• EXERCISE OBJECTIVE:
Reproduce the items from the first line through the line containing "[367,272,383,366]", swapping every occurrence of "flag" for "banner" and leaving all other text unchanged.

Dataset items:
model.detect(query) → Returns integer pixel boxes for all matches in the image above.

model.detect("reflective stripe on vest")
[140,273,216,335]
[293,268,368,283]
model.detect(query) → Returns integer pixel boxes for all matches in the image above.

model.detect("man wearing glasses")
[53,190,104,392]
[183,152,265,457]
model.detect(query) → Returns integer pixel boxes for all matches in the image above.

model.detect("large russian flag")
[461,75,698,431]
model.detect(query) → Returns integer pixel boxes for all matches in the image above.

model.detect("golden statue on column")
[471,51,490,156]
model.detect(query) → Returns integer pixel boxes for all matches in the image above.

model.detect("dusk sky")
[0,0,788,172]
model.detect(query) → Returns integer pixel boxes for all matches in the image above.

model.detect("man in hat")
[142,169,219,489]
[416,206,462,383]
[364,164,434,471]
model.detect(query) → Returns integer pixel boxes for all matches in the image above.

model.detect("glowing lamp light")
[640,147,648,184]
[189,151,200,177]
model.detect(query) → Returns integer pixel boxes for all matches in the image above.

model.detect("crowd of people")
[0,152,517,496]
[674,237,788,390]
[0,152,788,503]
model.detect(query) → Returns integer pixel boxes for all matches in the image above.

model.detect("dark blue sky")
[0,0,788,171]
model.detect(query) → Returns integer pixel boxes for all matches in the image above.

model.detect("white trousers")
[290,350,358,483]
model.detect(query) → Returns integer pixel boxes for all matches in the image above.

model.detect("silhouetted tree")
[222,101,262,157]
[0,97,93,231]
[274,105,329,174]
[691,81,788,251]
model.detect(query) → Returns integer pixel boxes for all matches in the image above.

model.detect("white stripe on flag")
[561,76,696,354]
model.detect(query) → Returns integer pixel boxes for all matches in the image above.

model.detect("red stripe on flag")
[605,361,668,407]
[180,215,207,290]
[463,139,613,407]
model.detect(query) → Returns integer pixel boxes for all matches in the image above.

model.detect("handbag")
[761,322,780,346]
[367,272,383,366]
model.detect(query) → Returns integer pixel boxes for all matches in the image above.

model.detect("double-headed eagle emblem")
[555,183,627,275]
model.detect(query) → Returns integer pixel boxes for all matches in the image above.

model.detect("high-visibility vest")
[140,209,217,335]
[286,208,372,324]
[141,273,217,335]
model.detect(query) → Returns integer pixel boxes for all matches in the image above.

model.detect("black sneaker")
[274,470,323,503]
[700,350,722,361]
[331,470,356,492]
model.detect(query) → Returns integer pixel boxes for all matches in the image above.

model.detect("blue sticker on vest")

• SOLUTION FOR THIS EXERCISE:
model.detect(query) → Returns integer pixel boxes for all matches in the image above.

model.detect("reflective stripe on vest")
[140,273,216,335]
[293,268,368,283]
model.detect(query) → Returns integer pixel boxes for all matches in the image above.

model.detect("man wearing glasses")
[53,190,104,392]
[183,152,265,457]
model.detect(query) → Returns integer pixel boxes for all matches in the image above.

model.detect("large russian banner")
[461,75,698,431]
model.detect(query) → Returns integer pixel boxes for all matches in the image above.

model.detect("golden statue on column")
[471,51,490,156]
model.detect(query) → Returns integer pixel boxes for all matches in the image above.

model.detect("dusk sky")
[0,0,788,172]
model.detect(query) → Returns integer pixel boxes for all matches in the image above.

model.detect("man in hat")
[142,169,219,489]
[416,206,462,383]
[364,164,434,471]
model.detect(query) → Returns integer pixel boxes for all matches in the image above.

model.detect("glowing lamp light")
[640,147,648,184]
[189,151,200,177]
model.detect(query) → Returns integer pixel boxes for all matches in the image above.

model.detect("crowd of people")
[0,152,517,496]
[674,237,788,390]
[0,152,788,503]
model.detect(query) → Returns integer pixel boxes for all matches in the image above.

model.detect("dark blue sky")
[0,0,788,171]
model.detect(query) → Returns integer pixel boxes for all matches in the image above.

model.detect("white trousers")
[290,350,358,483]
model.detect(query) → Returns integer pixel boxes for all matches in the image above.

model.detect("silhouetted tree")
[222,101,262,157]
[0,97,93,231]
[274,105,329,174]
[691,81,788,251]
model.detect(query) → Returns integer pixel boxes for all matches in the image above.

model.detect("white stripe on banner")
[561,76,696,354]
model.detect(query) → Returns integer pixel boxes for all matches in the image above.

model.detect("red stripe on banner")
[605,361,668,407]
[180,215,207,290]
[463,139,613,407]
model.detect(query) → Returns integer pixel boxes for all matches in the image above.

model.detect("handbag")
[761,322,780,346]
[367,272,383,366]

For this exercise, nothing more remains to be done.